Exercise:
Revise the stretch from the line containing "Agricultural drone survey: scan the aerial photo for terracotta" through the line containing "615, 466, 648, 523" by changing "terracotta flower pot" to "clay planter" and leaving everything else unchanged. Return only those lines.

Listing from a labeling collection

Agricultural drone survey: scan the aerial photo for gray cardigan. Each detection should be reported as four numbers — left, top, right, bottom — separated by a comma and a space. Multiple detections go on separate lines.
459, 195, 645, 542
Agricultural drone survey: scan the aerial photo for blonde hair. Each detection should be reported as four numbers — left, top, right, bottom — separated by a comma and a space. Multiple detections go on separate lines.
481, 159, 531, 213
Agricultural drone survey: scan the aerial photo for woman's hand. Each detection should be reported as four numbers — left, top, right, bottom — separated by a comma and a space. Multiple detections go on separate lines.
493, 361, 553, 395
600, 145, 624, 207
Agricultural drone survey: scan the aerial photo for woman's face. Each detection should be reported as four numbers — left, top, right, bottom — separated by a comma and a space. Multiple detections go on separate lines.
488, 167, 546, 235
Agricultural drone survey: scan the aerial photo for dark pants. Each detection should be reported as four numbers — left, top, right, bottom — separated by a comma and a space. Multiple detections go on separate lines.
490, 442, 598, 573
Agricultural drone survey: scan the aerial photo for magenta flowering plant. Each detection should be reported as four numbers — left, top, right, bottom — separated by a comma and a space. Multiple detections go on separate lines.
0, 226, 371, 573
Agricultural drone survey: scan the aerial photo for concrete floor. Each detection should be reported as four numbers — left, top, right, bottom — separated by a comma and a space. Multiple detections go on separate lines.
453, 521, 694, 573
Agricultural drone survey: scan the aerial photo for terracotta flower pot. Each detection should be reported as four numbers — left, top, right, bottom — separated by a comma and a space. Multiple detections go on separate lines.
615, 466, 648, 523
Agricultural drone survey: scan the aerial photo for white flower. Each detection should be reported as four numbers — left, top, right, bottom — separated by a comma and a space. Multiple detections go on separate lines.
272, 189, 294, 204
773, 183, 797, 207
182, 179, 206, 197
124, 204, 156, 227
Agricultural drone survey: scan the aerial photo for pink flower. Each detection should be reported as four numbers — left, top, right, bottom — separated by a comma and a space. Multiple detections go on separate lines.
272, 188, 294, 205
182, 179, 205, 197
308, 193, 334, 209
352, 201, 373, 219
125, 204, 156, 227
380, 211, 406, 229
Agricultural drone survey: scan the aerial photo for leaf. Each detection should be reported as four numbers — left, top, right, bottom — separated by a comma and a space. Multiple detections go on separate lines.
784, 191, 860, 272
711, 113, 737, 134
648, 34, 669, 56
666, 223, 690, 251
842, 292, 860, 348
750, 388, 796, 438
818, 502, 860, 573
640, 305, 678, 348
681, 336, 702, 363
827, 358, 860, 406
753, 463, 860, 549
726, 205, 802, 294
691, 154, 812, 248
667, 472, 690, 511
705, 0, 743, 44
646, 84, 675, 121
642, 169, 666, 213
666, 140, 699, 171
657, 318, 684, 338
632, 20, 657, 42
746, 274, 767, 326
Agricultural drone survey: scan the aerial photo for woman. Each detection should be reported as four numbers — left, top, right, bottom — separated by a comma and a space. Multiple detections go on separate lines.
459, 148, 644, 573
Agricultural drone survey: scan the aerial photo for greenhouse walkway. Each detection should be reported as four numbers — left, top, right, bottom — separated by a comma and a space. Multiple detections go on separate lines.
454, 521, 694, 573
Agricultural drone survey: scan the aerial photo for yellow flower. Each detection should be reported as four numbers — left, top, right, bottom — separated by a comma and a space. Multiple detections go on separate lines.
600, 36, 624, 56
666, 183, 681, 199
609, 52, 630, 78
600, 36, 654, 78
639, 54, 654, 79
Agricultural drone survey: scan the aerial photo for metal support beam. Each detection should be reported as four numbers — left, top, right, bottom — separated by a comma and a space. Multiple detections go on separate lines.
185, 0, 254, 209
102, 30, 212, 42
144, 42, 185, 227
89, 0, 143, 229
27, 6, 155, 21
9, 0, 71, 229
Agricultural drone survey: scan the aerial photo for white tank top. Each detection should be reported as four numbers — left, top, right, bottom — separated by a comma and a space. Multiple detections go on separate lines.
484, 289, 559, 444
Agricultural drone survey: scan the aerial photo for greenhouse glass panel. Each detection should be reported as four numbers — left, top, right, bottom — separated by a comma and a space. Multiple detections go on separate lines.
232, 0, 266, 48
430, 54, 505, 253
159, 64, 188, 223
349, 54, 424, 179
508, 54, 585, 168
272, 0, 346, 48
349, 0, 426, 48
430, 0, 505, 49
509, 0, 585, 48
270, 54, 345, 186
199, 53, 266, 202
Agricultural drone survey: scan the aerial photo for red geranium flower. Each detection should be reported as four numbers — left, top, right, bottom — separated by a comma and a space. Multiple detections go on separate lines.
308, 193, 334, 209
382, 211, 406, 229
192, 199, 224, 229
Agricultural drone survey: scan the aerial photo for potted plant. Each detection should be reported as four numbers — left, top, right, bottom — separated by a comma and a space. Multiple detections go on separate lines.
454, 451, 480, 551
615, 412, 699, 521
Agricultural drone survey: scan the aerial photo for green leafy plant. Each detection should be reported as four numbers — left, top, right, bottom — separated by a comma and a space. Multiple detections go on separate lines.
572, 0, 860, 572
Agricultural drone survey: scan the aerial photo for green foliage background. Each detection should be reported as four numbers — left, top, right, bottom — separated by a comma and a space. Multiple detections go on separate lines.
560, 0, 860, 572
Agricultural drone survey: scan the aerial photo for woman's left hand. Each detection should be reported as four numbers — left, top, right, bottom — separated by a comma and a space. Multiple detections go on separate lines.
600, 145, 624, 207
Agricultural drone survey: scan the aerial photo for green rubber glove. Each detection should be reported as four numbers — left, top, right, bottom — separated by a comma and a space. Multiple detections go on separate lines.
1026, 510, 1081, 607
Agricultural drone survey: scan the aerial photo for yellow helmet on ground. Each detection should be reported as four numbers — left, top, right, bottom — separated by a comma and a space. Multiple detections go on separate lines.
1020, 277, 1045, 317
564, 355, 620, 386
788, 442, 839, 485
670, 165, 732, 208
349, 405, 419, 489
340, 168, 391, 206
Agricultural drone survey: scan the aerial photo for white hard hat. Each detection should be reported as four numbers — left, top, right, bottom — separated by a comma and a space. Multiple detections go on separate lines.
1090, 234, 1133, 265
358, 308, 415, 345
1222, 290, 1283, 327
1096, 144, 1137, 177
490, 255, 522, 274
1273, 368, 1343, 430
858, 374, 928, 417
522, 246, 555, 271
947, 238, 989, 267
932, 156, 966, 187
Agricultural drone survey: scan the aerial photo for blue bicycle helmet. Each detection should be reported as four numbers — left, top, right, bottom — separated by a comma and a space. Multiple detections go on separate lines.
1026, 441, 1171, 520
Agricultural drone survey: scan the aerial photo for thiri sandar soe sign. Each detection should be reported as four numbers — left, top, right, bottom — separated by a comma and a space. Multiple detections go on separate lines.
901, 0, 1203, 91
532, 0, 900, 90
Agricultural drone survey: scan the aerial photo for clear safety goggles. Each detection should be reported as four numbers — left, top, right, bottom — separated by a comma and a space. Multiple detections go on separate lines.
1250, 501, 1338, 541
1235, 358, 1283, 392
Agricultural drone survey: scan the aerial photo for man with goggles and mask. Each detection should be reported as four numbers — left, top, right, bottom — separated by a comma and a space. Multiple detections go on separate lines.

Response to this task:
Agricultural drone survey: scan the aerial photo for clay planter. Each detection should be reported as four numbers — left, top, right, bottom — separated by a comma and a space. Multiple detections go on separate lines.
615, 466, 648, 523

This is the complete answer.